WHAT IS NEEDED:
Nothing but the lines from the one that contains "Place a point on the forested" to the end of the records should be printed, both ends included, exactly as given.
-------- PROVIDED DATA
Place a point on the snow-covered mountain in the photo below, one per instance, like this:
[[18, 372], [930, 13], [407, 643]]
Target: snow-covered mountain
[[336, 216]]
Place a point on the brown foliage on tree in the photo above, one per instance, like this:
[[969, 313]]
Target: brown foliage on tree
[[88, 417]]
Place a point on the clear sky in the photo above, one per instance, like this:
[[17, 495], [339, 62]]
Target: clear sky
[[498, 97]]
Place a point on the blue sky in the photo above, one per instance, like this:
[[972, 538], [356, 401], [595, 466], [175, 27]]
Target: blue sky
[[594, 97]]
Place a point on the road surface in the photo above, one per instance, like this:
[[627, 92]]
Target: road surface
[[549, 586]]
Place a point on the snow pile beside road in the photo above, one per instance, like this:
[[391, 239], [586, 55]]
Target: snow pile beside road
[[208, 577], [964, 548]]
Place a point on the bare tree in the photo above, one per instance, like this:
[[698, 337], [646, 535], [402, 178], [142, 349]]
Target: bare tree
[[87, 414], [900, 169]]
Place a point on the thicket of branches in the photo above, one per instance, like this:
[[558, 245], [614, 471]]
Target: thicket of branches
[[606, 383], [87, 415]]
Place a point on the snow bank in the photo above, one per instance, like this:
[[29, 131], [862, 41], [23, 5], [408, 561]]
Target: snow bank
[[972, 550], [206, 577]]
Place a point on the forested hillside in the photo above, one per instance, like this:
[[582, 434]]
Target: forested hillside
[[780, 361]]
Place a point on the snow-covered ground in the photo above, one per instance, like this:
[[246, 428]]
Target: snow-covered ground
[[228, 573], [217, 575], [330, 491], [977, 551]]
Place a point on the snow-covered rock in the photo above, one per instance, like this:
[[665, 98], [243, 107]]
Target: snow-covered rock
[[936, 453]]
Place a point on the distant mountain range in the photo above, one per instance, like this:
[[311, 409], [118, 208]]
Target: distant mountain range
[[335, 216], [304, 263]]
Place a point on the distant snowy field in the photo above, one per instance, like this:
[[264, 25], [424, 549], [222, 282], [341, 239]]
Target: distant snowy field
----------------
ANSWER AREA:
Place a point on the forested hillside in the photo above, one per instance, like this:
[[582, 434]]
Target: forested hillside
[[780, 361]]
Place a point on the snow-covered ground in the photo above, one per instance, like this:
[[246, 428]]
Target: snow-covered ground
[[228, 573], [217, 575], [330, 491], [977, 551]]
Place a point on the snow-covered rock in the photo above, one per instance, like this:
[[665, 98], [243, 107]]
Target: snow-covered rock
[[936, 453]]
Place a point on the distant mountain range in the photo above, one per instance, like this:
[[311, 409], [118, 208]]
Target: distant mountain range
[[335, 216], [304, 263]]
Place a point on the distant snowy field in the photo above, one per instance, like this:
[[264, 25], [424, 549], [222, 282], [341, 239]]
Target: distant snowy field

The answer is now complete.